▶ **What is needed**
Your task is to copy every line of this material exactly.

▶ **Provided records**

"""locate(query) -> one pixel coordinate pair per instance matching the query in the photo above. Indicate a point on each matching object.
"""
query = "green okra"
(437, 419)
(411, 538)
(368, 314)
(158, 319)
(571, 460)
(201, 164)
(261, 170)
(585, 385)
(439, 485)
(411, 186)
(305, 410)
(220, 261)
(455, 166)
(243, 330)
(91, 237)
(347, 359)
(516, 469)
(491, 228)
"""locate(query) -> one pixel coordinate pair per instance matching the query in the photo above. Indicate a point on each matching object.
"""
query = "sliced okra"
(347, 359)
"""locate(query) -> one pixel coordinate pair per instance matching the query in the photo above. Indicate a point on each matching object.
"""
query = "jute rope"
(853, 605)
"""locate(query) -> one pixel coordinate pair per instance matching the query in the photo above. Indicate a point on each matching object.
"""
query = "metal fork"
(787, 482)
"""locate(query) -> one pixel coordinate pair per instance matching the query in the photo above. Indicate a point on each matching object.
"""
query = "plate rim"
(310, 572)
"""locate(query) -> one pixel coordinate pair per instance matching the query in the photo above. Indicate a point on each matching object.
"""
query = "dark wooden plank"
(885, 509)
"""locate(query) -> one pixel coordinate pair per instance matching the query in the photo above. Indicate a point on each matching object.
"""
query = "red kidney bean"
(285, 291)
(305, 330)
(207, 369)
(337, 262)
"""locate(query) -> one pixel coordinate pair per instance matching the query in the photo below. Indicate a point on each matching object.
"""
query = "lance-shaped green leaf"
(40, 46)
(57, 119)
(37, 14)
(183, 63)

▶ **Completed exercise**
"""locate(query) -> one pixel coordinate pair per instance matching the query in the photo above. Indicate a point on each matching object.
"""
query = "green okra"
(437, 419)
(411, 538)
(368, 314)
(158, 319)
(571, 460)
(201, 164)
(261, 170)
(585, 385)
(439, 485)
(411, 186)
(305, 410)
(220, 261)
(455, 166)
(243, 330)
(91, 237)
(347, 359)
(516, 469)
(491, 228)
"""locate(query) -> one pixel coordinate pair per instance matching the query in the photo above. Indicate a point on each matching object.
"""
query = "sliced okra"
(347, 359)
"""locate(query) -> one pixel coordinate pair per instance matching the query in the photo above. Indicate a point on each matching object.
"""
query = "jute rope"
(853, 605)
"""locate(query) -> one pixel coordinate pair per instance matching the query in the photo above. Indicate a point on each matching object.
"""
query = "metal fork"
(787, 482)
"""locate(query) -> one pixel coordinate pair per instance matching the query in the photo above. Indicate a point on each matching object.
"""
query = "plate rim"
(310, 572)
"""locate(query) -> one pixel coordinate pair per instance matching the query in the photo above. Indicate a point on each matching object.
"""
query = "dark wooden plank"
(885, 509)
"""locate(query) -> one pixel coordinate pair per instance matching the query in the photo above. Indicate a point on each matching object.
"""
query = "red kidney bean"
(285, 291)
(305, 330)
(207, 369)
(337, 262)
"""locate(query) -> one pixel coordinate pair per instance matching the query in the photo below. Indicate a point on each matching object.
"""
query = "lance-shaped green leaf"
(40, 46)
(57, 119)
(37, 14)
(183, 63)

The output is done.